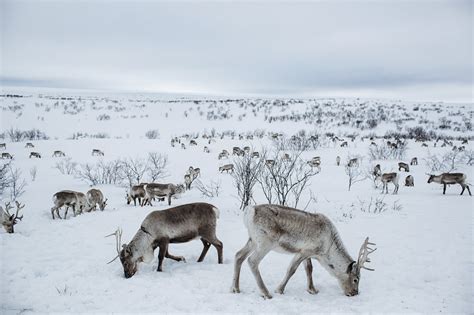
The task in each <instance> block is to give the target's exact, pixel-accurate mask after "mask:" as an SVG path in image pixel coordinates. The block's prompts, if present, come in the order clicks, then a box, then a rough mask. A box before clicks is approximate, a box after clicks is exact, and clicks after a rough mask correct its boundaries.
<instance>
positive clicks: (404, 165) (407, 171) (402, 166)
mask: <svg viewBox="0 0 474 315" xmlns="http://www.w3.org/2000/svg"><path fill="white" fill-rule="evenodd" d="M398 170H399V171H401V170H404V171H405V172H409V171H410V167H409V166H408V164H407V163H403V162H400V163H398Z"/></svg>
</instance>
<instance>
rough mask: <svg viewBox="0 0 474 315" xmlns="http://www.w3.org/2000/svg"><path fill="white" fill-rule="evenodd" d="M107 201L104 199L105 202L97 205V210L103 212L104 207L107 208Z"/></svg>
mask: <svg viewBox="0 0 474 315" xmlns="http://www.w3.org/2000/svg"><path fill="white" fill-rule="evenodd" d="M107 200H108V199H107V198H105V200H104V201H102V202H101V203H100V204H99V209H100V210H101V211H104V209H105V207H106V206H107Z"/></svg>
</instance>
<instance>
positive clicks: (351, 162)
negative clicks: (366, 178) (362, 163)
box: [347, 158, 359, 167]
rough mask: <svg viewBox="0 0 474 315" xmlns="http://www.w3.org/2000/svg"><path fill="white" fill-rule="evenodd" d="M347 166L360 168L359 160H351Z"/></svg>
mask: <svg viewBox="0 0 474 315" xmlns="http://www.w3.org/2000/svg"><path fill="white" fill-rule="evenodd" d="M347 166H349V167H353V166H359V159H357V158H353V159H350V160H349V162H347Z"/></svg>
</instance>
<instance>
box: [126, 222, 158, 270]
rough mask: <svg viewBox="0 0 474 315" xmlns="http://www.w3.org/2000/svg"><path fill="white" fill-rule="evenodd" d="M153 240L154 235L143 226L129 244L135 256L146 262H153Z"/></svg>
mask: <svg viewBox="0 0 474 315" xmlns="http://www.w3.org/2000/svg"><path fill="white" fill-rule="evenodd" d="M153 241H154V238H153V237H152V235H151V234H150V233H149V232H147V231H146V230H144V229H143V228H140V229H139V230H138V232H137V233H136V234H135V236H134V237H133V239H132V240H131V241H130V243H129V244H128V246H129V247H130V249H131V251H132V255H133V257H134V258H135V259H137V260H139V261H143V262H146V263H148V262H151V261H152V260H153V251H154V248H153Z"/></svg>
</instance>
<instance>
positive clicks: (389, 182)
mask: <svg viewBox="0 0 474 315" xmlns="http://www.w3.org/2000/svg"><path fill="white" fill-rule="evenodd" d="M377 178H378V179H379V180H380V181H381V182H382V193H383V192H384V191H385V193H386V194H388V183H392V184H393V185H394V186H395V188H394V189H393V194H394V195H395V194H397V193H398V186H399V185H398V174H397V173H384V174H382V175H379V176H378V177H377Z"/></svg>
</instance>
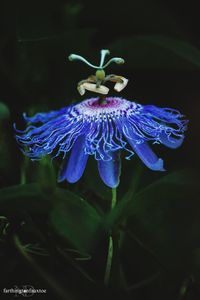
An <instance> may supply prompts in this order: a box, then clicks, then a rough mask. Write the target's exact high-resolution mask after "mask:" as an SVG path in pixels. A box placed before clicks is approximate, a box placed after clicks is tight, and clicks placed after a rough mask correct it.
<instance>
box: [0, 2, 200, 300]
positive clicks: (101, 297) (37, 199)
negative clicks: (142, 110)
mask: <svg viewBox="0 0 200 300" xmlns="http://www.w3.org/2000/svg"><path fill="white" fill-rule="evenodd" d="M199 34H200V23H199V10H198V7H197V4H195V2H192V1H190V2H189V3H183V2H179V1H176V2H171V1H169V2H166V3H164V2H161V1H158V0H152V1H147V0H140V1H130V0H129V1H128V0H123V1H118V2H117V1H112V0H111V1H104V0H103V1H99V2H98V1H91V0H86V1H78V0H77V1H73V0H72V1H64V0H60V1H55V0H49V1H46V0H43V1H37V0H35V1H32V0H30V1H25V0H19V1H17V2H16V1H11V0H8V1H3V2H1V3H0V185H1V188H2V190H1V192H0V212H1V213H0V214H1V215H2V218H1V219H0V221H1V223H0V225H1V226H0V229H1V231H0V232H1V233H2V238H1V236H0V241H1V244H0V245H1V249H0V259H1V265H2V268H3V272H1V273H2V274H1V276H2V280H1V282H2V288H3V287H5V288H11V287H13V286H14V285H16V286H22V285H26V284H27V285H31V286H34V287H37V288H47V290H48V293H49V294H48V295H46V297H47V299H49V297H50V295H53V297H54V299H102V297H104V298H105V299H107V298H112V297H113V299H118V298H119V299H136V300H137V299H138V300H140V299H141V300H145V299H151V298H152V299H155V300H156V299H177V300H181V299H187V300H188V299H191V300H193V299H200V287H199V280H200V277H199V276H200V273H199V272H200V212H199V210H200V204H199V203H198V192H197V190H196V187H197V186H196V185H195V183H196V182H197V181H198V175H197V170H198V169H199V167H200V160H199V131H198V130H199V111H200V100H199V98H200V85H199V82H200V40H199ZM102 48H106V49H107V48H108V49H110V51H111V55H112V56H119V57H123V58H124V59H125V62H126V63H125V64H124V65H123V66H117V65H116V66H115V65H112V66H110V67H109V68H108V70H107V72H110V73H116V74H118V75H122V76H124V77H126V78H129V84H128V86H127V87H126V89H124V90H123V92H122V93H121V96H123V97H124V98H126V99H128V100H133V101H136V102H139V103H141V104H144V105H145V104H154V105H157V106H161V107H172V108H175V109H178V110H179V111H181V112H182V113H183V114H184V115H186V117H187V118H188V119H189V128H188V131H187V132H186V138H185V142H184V144H183V146H182V147H181V148H180V149H177V150H176V151H175V150H171V149H165V148H164V147H162V146H157V147H156V150H157V153H158V154H159V155H160V156H161V157H162V158H163V159H164V160H165V167H166V169H167V174H165V175H166V176H168V177H166V178H167V179H166V180H165V179H163V181H162V179H161V183H160V181H159V180H160V177H162V176H163V175H162V176H161V175H160V174H157V173H156V174H155V173H152V172H151V171H149V170H146V169H145V168H143V167H141V165H140V162H139V160H137V158H133V159H132V160H131V161H130V162H127V161H125V160H124V161H123V169H122V179H121V185H120V188H119V197H120V198H121V199H123V197H124V195H126V193H127V191H128V189H129V190H131V189H133V190H134V189H135V182H136V181H138V182H139V183H138V185H137V188H138V189H139V190H143V189H144V188H145V187H146V186H148V185H149V184H150V185H152V184H153V182H154V181H155V182H158V183H155V184H158V185H156V186H154V185H153V188H152V189H150V190H148V189H147V192H146V194H145V193H143V196H141V194H139V196H138V197H136V198H137V199H138V203H139V204H138V203H137V201H136V208H135V207H134V208H132V209H133V211H134V212H133V216H131V217H130V218H128V219H127V220H126V232H123V238H124V243H123V247H122V248H121V252H120V254H119V253H118V256H119V257H118V258H117V260H118V267H117V269H116V271H115V270H114V271H113V272H114V273H116V274H118V275H119V274H120V275H119V276H117V279H116V278H115V276H113V278H114V279H113V282H112V284H111V287H109V288H105V287H103V284H102V278H103V272H104V265H105V256H106V247H107V242H106V237H105V236H104V235H106V234H105V232H106V230H105V228H104V230H103V231H101V227H102V226H103V225H102V224H103V222H102V220H101V222H100V223H101V224H100V225H99V223H98V222H99V221H98V222H97V219H98V218H99V219H100V216H102V214H103V213H107V212H108V209H109V205H110V204H109V203H108V201H109V199H110V196H111V193H110V191H109V189H107V188H105V187H104V186H103V184H101V183H99V181H98V178H97V177H98V176H97V174H96V173H95V172H96V168H95V166H94V165H93V164H94V162H93V161H92V160H91V162H90V166H89V167H88V168H87V171H86V174H85V175H84V178H83V179H82V180H81V182H80V183H78V184H77V185H75V186H74V185H73V186H70V185H69V184H67V183H64V184H62V185H59V187H57V185H56V180H55V176H56V175H55V174H54V172H55V170H56V172H57V169H58V166H59V162H55V163H54V167H52V166H51V164H50V163H49V161H48V160H47V161H43V162H41V163H38V164H37V163H31V162H30V161H28V160H26V159H24V157H23V155H22V153H21V152H20V151H19V149H18V146H17V144H16V142H15V139H14V130H13V123H16V124H17V128H20V129H23V128H24V126H25V123H24V121H23V119H22V113H23V112H27V113H28V114H29V115H33V114H34V113H36V112H41V111H49V110H56V109H59V108H60V107H64V106H67V105H69V104H70V103H72V102H77V101H81V100H82V98H81V96H80V95H79V94H78V92H77V90H76V85H77V83H78V81H80V80H81V79H84V78H87V77H88V76H89V75H91V74H92V72H93V70H91V69H89V67H87V66H86V65H84V64H82V63H80V62H74V63H72V62H69V61H68V55H69V54H71V53H76V54H80V55H83V56H84V57H85V58H87V59H88V60H89V61H91V62H93V63H97V62H98V61H99V53H100V49H102ZM113 95H116V93H115V92H114V91H113ZM87 96H88V97H91V96H92V95H91V94H89V92H88V94H87V95H86V97H87ZM54 169H55V170H54ZM185 170H187V171H185ZM188 170H189V171H188ZM91 174H92V175H91ZM138 174H139V175H138ZM171 174H172V175H171ZM170 176H171V177H170ZM35 182H36V185H37V186H33V185H32V184H35ZM97 182H98V183H97ZM163 182H164V183H163ZM20 183H21V184H20ZM22 184H23V189H22V188H21V187H20V186H21V185H22ZM38 185H39V186H40V188H41V186H42V189H44V190H45V194H48V192H49V189H50V190H51V188H53V187H54V186H56V188H57V189H60V190H61V189H62V191H63V190H64V191H65V192H66V198H69V202H70V201H72V200H71V199H72V198H73V197H75V198H76V199H75V200H74V201H75V202H76V201H77V206H78V207H79V200H80V197H83V198H84V199H86V200H87V202H88V205H91V207H90V208H91V209H96V210H95V214H96V213H97V212H98V217H94V216H93V217H94V220H90V221H91V223H90V226H89V225H87V226H86V225H85V223H84V222H85V221H84V220H85V219H84V214H86V212H87V213H88V209H89V210H90V208H89V206H87V205H86V208H85V207H84V209H83V210H82V208H81V209H80V210H79V211H78V212H76V213H75V214H74V215H73V213H74V209H75V208H74V207H71V206H73V204H70V205H71V206H70V209H71V210H69V211H70V212H71V213H69V212H68V213H67V214H66V215H64V216H63V223H62V218H60V210H59V213H58V208H59V209H60V206H59V207H56V208H55V209H53V212H52V209H50V208H49V207H48V205H49V203H48V199H46V198H45V199H44V197H43V195H41V194H40V191H39V192H38V190H37V189H38ZM194 185H195V186H194ZM151 187H152V186H151ZM60 190H59V191H60ZM46 191H48V192H46ZM59 191H58V193H60V194H61V192H59ZM67 191H69V192H68V193H69V194H67ZM50 193H51V191H50ZM63 193H64V192H63ZM72 195H73V196H72ZM59 197H60V195H59ZM59 197H58V198H59ZM63 197H64V196H63ZM131 197H132V196H131ZM47 198H48V197H47ZM49 198H50V196H49ZM55 199H57V198H56V196H55V198H54V201H55ZM151 199H152V202H150V204H149V201H151ZM29 200H30V202H29ZM40 200H41V201H40ZM125 200H126V199H125ZM52 201H53V200H52ZM61 202H62V201H61ZM35 203H36V204H35ZM70 203H71V202H70ZM62 205H65V204H63V203H62ZM62 205H61V206H62ZM79 208H80V207H79ZM66 209H68V207H67V208H66ZM62 210H63V211H64V209H63V208H62ZM49 211H50V213H49ZM119 211H120V213H119V212H117V213H118V214H121V210H120V209H119ZM57 213H58V214H57ZM90 213H91V212H90ZM92 213H94V212H93V211H92ZM126 213H127V211H126ZM49 214H50V217H49ZM79 214H80V215H79ZM86 215H87V214H86ZM86 215H85V218H87V217H88V216H86ZM72 216H73V217H72ZM68 218H69V219H70V218H71V219H70V220H71V221H70V222H71V223H70V222H69V223H70V224H72V223H73V222H76V228H74V226H72V225H69V224H65V221H64V220H65V219H68ZM109 218H111V220H112V218H114V219H115V218H117V217H116V216H114V217H113V215H112V216H111V217H109ZM109 218H107V219H109ZM58 219H59V220H61V224H60V223H59V222H58ZM99 219H98V220H99ZM104 219H105V218H104ZM107 219H106V220H107ZM80 220H81V221H80ZM109 220H110V219H109ZM117 220H118V219H117ZM104 221H105V220H104ZM23 222H24V224H25V227H24V228H25V229H23V228H22V227H23V226H22V224H23ZM88 222H89V221H88ZM92 222H94V224H93V223H92ZM95 222H96V223H95ZM82 223H83V224H82ZM97 223H98V224H97ZM108 223H109V222H108ZM122 223H123V222H122ZM6 224H7V225H6ZM26 224H27V226H26ZM78 224H79V225H80V228H81V226H83V227H82V229H83V231H84V226H86V227H85V230H88V232H90V233H92V234H94V232H93V231H92V228H94V227H95V226H96V227H97V229H98V230H97V231H98V232H99V231H101V233H100V238H99V239H97V240H95V238H94V236H93V235H90V234H89V233H88V234H86V233H85V232H84V233H81V232H80V230H81V229H80V228H79V229H78V227H79V226H78ZM120 224H121V223H120ZM70 226H71V227H70ZM96 227H95V228H96ZM6 228H7V229H6ZM63 231H64V233H63ZM122 231H123V230H122ZM130 231H131V233H130ZM66 232H67V233H66ZM95 232H96V231H95ZM102 232H103V233H102ZM127 232H128V233H127ZM133 232H134V233H133ZM16 233H17V234H18V235H17V236H18V238H19V235H21V240H23V245H24V244H26V245H27V244H30V245H32V246H33V245H34V247H36V248H37V249H36V250H34V251H36V252H37V251H39V252H40V253H39V254H38V253H36V254H35V253H34V252H33V253H32V255H33V259H34V261H32V258H30V257H28V259H27V257H25V259H24V255H23V253H21V252H23V251H22V244H20V242H19V240H18V238H17V237H16ZM136 233H137V234H136ZM82 234H83V235H84V238H83V240H81V242H80V239H81V235H82ZM138 235H139V237H142V239H139V240H138ZM66 236H67V238H66ZM127 236H128V238H127ZM76 238H77V240H76ZM79 238H80V239H79ZM93 238H94V240H95V242H94V243H90V242H91V240H92V239H93ZM89 240H90V242H88V241H89ZM41 244H42V246H41ZM55 244H56V245H57V246H58V247H56V249H55V248H54V246H55ZM90 244H92V246H91V245H90ZM30 245H29V246H30ZM35 245H36V246H35ZM72 245H73V247H72ZM83 245H84V247H82V246H83ZM85 245H87V246H86V247H85ZM27 247H28V246H27ZM34 247H33V248H34ZM40 248H42V250H41V249H40ZM66 248H67V249H68V251H64V250H63V249H66ZM23 249H24V248H23ZM34 249H35V248H34ZM38 249H39V250H38ZM69 249H71V250H69ZM29 250H30V249H29ZM32 251H33V249H32ZM88 251H89V255H88V253H87V255H86V254H85V252H88ZM41 252H42V254H41ZM29 253H31V251H29ZM34 255H35V256H34ZM25 256H26V255H25ZM31 257H32V256H31ZM91 257H92V258H91ZM27 261H28V262H27ZM121 265H122V267H123V268H121ZM122 269H123V272H122ZM86 271H87V272H89V273H90V274H92V275H91V277H92V279H91V278H89V279H88V275H87V274H86V273H87V272H86ZM122 273H123V274H122ZM124 274H125V275H124ZM119 282H120V284H119ZM2 297H5V299H9V297H11V298H10V299H12V298H13V295H5V294H2ZM19 297H24V296H19ZM34 297H39V298H40V297H41V298H45V295H36V296H34ZM2 299H3V298H2Z"/></svg>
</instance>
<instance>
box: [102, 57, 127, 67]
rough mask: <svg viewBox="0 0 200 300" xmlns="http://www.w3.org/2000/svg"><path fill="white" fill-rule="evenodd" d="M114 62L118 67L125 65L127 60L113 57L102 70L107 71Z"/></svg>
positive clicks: (111, 58)
mask: <svg viewBox="0 0 200 300" xmlns="http://www.w3.org/2000/svg"><path fill="white" fill-rule="evenodd" d="M112 62H115V63H116V64H118V65H122V64H124V63H125V60H124V59H123V58H121V57H113V58H111V59H110V60H109V61H108V62H107V63H106V64H105V65H104V66H103V67H102V69H105V68H106V67H107V66H109V65H110V64H111V63H112Z"/></svg>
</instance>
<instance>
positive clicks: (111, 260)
mask: <svg viewBox="0 0 200 300" xmlns="http://www.w3.org/2000/svg"><path fill="white" fill-rule="evenodd" d="M116 202H117V189H116V188H113V189H112V201H111V210H113V209H114V207H115V205H116ZM112 262H113V237H112V234H110V236H109V244H108V255H107V261H106V270H105V276H104V284H105V286H108V285H109V282H110V277H111V269H112Z"/></svg>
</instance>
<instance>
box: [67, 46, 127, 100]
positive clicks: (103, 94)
mask: <svg viewBox="0 0 200 300" xmlns="http://www.w3.org/2000/svg"><path fill="white" fill-rule="evenodd" d="M108 54H110V51H109V50H108V49H102V50H101V58H100V63H99V65H98V66H97V65H93V64H91V63H90V62H89V61H88V60H86V59H85V58H84V57H83V56H80V55H77V54H70V55H69V57H68V58H69V60H70V61H74V60H79V61H82V62H84V63H85V64H87V65H88V66H90V67H91V68H93V69H96V70H97V71H96V73H95V75H90V76H89V77H88V78H86V79H83V80H81V81H79V82H78V85H77V89H78V92H79V93H80V95H81V96H82V95H84V94H85V91H86V90H88V91H91V92H94V93H99V94H102V95H107V94H108V92H109V88H108V87H106V86H105V83H106V82H108V81H111V82H114V83H115V85H114V90H115V91H117V92H121V91H122V90H123V89H124V88H125V87H126V85H127V83H128V79H127V78H125V77H123V76H120V75H115V74H110V75H106V73H105V71H104V69H105V68H106V67H108V66H109V65H110V64H111V63H113V62H114V63H116V64H124V62H125V61H124V59H123V58H121V57H113V58H111V59H110V60H109V61H108V62H107V63H105V57H106V55H108Z"/></svg>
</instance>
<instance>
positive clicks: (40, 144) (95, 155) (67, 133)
mask: <svg viewBox="0 0 200 300" xmlns="http://www.w3.org/2000/svg"><path fill="white" fill-rule="evenodd" d="M24 119H25V121H26V122H27V123H28V126H27V128H26V130H24V131H20V130H17V129H16V132H17V134H16V140H17V142H18V143H19V145H20V146H21V149H22V151H23V153H24V154H25V155H26V156H28V157H30V158H31V159H33V160H34V159H40V158H41V157H43V156H44V155H51V156H52V157H57V156H60V155H62V156H63V159H65V163H64V164H63V166H62V168H61V170H60V173H59V176H58V181H59V182H61V181H64V180H67V181H68V182H70V183H74V182H77V181H78V180H79V179H80V178H81V176H82V175H83V172H84V170H85V167H86V164H87V160H88V157H89V155H91V156H94V158H95V160H96V161H97V165H98V170H99V175H100V177H101V179H102V180H103V182H104V183H105V184H106V185H107V186H109V187H111V188H113V187H117V186H118V184H119V178H120V169H121V165H120V152H121V150H125V151H127V158H128V159H129V158H130V157H131V156H132V155H133V154H137V155H138V156H139V158H140V159H141V160H142V162H143V163H144V164H145V165H146V166H147V167H148V168H149V169H151V170H154V171H164V167H163V160H162V159H161V158H158V157H157V155H156V154H155V153H154V152H153V150H152V149H151V147H150V146H149V144H154V143H158V144H163V145H165V146H167V147H169V148H172V149H175V148H177V147H179V146H180V145H181V144H182V142H183V139H184V131H185V130H186V124H187V120H184V119H183V115H182V114H180V113H179V112H178V111H177V110H174V109H171V108H159V107H156V106H153V105H141V104H138V103H135V102H131V101H128V100H125V99H123V98H119V97H106V98H104V101H103V102H102V101H101V98H100V97H96V98H90V99H87V100H85V101H82V102H80V103H78V104H74V105H71V106H68V107H66V108H62V109H60V110H58V111H51V112H49V113H38V114H36V115H35V116H33V117H27V116H26V115H25V114H24ZM66 155H67V157H66Z"/></svg>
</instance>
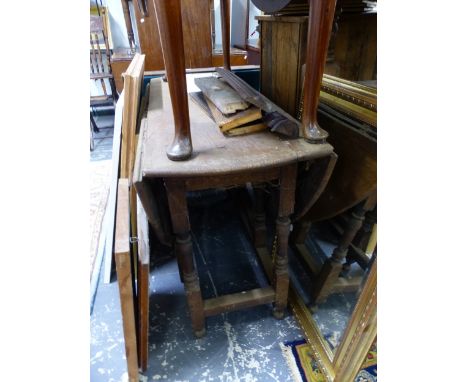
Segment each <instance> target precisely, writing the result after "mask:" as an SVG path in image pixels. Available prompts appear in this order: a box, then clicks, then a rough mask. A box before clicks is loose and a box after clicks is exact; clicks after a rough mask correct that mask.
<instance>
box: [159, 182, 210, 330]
mask: <svg viewBox="0 0 468 382" xmlns="http://www.w3.org/2000/svg"><path fill="white" fill-rule="evenodd" d="M165 183H166V188H167V200H168V204H169V210H170V213H171V221H172V229H173V231H174V234H175V237H176V239H175V253H176V256H177V263H178V265H179V268H180V269H181V270H182V278H183V282H184V288H185V295H186V297H187V303H188V306H189V311H190V316H191V318H192V328H193V331H194V334H195V336H196V337H203V336H204V335H205V315H204V312H203V300H202V295H201V291H200V282H199V280H198V273H197V270H196V268H195V264H194V259H193V250H192V238H191V236H190V222H189V213H188V209H187V199H186V195H185V191H186V189H185V182H184V181H183V180H178V179H166V180H165Z"/></svg>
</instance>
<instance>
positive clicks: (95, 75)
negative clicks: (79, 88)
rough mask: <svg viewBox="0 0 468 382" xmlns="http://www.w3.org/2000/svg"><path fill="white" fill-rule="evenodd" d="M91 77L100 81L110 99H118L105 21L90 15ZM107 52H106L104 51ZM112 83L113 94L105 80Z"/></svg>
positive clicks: (99, 17)
mask: <svg viewBox="0 0 468 382" xmlns="http://www.w3.org/2000/svg"><path fill="white" fill-rule="evenodd" d="M89 37H90V38H89V42H90V51H89V52H90V57H89V60H90V78H91V80H94V81H95V82H96V83H100V84H101V87H102V92H103V94H104V95H105V96H108V98H109V99H112V98H113V99H114V101H115V100H116V99H117V92H116V90H115V84H114V78H113V75H112V69H111V65H110V57H111V52H110V49H109V42H108V39H107V35H106V32H105V30H104V23H103V20H102V17H101V16H94V15H92V16H90V36H89ZM104 52H105V53H104ZM106 79H107V80H108V81H109V83H110V88H111V94H108V91H107V88H106V82H105V80H106Z"/></svg>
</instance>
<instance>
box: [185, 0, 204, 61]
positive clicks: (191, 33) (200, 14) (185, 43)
mask: <svg viewBox="0 0 468 382" xmlns="http://www.w3.org/2000/svg"><path fill="white" fill-rule="evenodd" d="M181 4H182V30H183V35H184V51H185V66H186V67H187V68H206V67H208V66H211V55H212V46H211V21H210V14H211V11H210V0H181Z"/></svg>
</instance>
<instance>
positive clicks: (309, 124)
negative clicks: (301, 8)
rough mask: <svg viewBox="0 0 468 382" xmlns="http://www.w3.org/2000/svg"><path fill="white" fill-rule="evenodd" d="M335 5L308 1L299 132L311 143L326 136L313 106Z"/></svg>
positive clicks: (318, 92) (315, 101) (317, 94)
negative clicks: (305, 42)
mask: <svg viewBox="0 0 468 382" xmlns="http://www.w3.org/2000/svg"><path fill="white" fill-rule="evenodd" d="M335 5H336V0H311V1H310V9H309V26H308V32H307V53H306V57H305V64H306V71H305V77H304V111H303V113H302V136H303V137H304V138H305V139H306V140H308V141H309V142H312V143H314V142H318V143H320V142H322V141H323V140H325V139H326V138H327V137H328V133H327V132H326V131H325V130H322V129H321V128H320V126H319V124H318V122H317V107H318V102H319V97H320V85H321V82H322V76H323V70H324V68H325V60H326V58H327V50H328V43H329V41H330V35H331V30H332V25H333V16H334V14H335Z"/></svg>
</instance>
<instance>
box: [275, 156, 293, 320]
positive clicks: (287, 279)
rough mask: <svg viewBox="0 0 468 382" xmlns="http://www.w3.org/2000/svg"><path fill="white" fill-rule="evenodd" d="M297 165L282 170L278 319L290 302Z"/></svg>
mask: <svg viewBox="0 0 468 382" xmlns="http://www.w3.org/2000/svg"><path fill="white" fill-rule="evenodd" d="M296 174H297V165H296V164H292V165H289V166H286V167H283V168H282V169H281V175H280V196H279V207H278V218H277V219H276V237H277V239H276V247H277V251H276V256H275V258H274V259H273V261H274V265H273V266H274V270H275V271H274V286H275V306H274V309H273V315H274V316H275V318H277V319H281V318H283V317H284V310H285V308H286V305H287V301H288V290H289V273H288V238H289V232H290V229H291V219H290V215H291V214H292V213H293V212H294V194H295V192H296Z"/></svg>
###
Please reproduce the rows, everything from the start of the rows down to the line that contains "positive clicks: (404, 165)", with both of those lines included, and leave the pictures out of your answer.

## EXERCISE ANSWER
The task in each <instance> block is to give the target's exact, pixel-accurate mask after "mask:" as an SVG path in image pixel coordinates. The block's prompts, if present, come in the order clicks, then a box, then a rough mask. A box before clicks is approximate, a box after clicks is exact, and clicks after a rough mask correct its boundaries.
<instance>
positive clicks: (404, 165) (407, 171) (402, 166)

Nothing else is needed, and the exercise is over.